# WHAT YOU HAVE TO DO
In the forum post below about a segment fault during ONNX-to-TensorRT conversion, what GPU type is listed?

# EXTRACT TO READ
____

Segment Fault due to strlen-avx2.S missing

lannyyip1 · September 14, 2021, 4:45am

Description

When I try to convert ONNX modal to TensorRT Engine with TensorRT 8.0.3.4, a segment fault would be reported.

Environment

TensorRT Version: 8.0.3.4
GPU Type: RTX 3070
Nvidia Driver Version: 465.19.01
CUDA Version: 11.3
CUDNN Version: 8.2.1 but complained that 8.1.1 is used
Operating System + Version: Ubuntu 20.04
Python Version (if applicable):
TensorFlow Version (if applicable):
PyTorch Version (if applicable): 1.7
Baremetal or Container (if container which image + tag):

Relevant Files

(ONNX Model)[share/model.onnx at master · lannyyip/share · GitHub]: share/model.onnx at master · lannyyip/share · GitHub

Steps To Reproduce

build trtexec from sample directory, to get trtexec_debug
load trtexec_debug with gdb, with following command:

gdb --args trtexec_debug --onnx=model.onnx --optShapes=input0:1x1x1024x500 --fp16 --workspace=5000 --saveEngine=model.bin

run and get the result

GNU gdb (Ubuntu 9.2-0ubuntu1~20.04) 9.2
Copyright (C) 2020 Free Software Foundation, Inc.

____

# EXTRACTED INFORMATION
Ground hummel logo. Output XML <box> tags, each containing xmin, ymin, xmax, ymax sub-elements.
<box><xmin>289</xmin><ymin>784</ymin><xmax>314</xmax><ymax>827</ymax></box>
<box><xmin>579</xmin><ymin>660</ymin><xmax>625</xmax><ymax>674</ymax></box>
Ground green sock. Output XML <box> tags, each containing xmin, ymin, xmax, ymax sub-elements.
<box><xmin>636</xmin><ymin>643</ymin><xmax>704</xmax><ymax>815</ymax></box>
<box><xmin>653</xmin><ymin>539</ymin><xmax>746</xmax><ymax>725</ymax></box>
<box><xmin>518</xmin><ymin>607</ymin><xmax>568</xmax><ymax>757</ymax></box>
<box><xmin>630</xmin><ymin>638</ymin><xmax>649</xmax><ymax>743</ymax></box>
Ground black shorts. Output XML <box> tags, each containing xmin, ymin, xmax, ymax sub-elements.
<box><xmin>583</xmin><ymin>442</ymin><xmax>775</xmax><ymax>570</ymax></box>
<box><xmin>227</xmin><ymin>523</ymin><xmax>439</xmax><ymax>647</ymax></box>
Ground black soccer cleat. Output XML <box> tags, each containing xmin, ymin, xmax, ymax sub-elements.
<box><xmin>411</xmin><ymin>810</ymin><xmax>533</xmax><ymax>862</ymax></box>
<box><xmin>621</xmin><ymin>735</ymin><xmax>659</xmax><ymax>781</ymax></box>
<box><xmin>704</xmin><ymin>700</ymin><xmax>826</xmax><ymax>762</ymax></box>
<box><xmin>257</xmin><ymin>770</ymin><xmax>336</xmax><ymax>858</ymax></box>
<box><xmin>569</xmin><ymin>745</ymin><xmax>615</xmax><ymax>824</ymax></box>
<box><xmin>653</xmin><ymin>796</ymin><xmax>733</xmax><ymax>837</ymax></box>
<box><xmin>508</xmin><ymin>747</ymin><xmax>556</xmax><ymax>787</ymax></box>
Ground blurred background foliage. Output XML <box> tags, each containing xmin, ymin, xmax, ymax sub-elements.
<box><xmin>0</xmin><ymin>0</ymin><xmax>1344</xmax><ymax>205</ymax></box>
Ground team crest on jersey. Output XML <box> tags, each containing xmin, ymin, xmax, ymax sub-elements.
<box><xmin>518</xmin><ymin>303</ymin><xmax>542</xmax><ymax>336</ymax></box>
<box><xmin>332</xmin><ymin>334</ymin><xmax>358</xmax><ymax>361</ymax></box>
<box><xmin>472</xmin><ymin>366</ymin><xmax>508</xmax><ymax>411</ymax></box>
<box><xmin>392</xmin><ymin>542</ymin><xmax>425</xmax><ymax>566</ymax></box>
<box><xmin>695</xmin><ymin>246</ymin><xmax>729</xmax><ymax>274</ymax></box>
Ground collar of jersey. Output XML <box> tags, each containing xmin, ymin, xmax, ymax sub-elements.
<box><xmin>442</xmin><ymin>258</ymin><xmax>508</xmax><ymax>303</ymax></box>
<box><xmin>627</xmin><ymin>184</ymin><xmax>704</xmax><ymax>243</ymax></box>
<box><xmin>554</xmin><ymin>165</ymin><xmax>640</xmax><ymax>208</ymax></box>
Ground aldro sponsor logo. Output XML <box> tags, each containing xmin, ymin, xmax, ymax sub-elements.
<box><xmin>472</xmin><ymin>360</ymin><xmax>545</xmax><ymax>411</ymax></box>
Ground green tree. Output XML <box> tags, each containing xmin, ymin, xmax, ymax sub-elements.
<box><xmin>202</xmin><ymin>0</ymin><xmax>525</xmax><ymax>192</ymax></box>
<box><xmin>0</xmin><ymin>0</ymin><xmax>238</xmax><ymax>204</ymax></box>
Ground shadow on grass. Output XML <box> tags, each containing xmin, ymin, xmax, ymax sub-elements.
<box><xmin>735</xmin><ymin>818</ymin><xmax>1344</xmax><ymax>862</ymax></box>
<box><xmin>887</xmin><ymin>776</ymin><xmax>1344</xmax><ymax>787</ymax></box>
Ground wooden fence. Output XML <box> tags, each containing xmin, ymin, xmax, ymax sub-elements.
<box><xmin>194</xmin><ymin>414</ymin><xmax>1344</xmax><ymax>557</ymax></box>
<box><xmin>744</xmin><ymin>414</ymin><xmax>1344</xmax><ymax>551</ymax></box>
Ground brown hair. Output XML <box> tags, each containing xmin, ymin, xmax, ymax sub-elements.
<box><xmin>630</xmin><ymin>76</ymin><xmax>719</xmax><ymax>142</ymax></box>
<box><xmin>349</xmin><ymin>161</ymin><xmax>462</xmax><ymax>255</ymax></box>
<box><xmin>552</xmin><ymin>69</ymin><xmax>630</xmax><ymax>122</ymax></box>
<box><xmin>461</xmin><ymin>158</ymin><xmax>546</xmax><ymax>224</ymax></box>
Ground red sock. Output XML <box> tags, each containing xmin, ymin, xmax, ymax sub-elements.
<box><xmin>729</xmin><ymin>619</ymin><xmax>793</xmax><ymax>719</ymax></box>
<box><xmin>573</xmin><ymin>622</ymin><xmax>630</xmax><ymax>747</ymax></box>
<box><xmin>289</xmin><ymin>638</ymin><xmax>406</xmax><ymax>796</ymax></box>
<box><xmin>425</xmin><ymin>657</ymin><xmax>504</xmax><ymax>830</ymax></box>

____

# SOLUTION TO THE EXERCISE
RTX 3070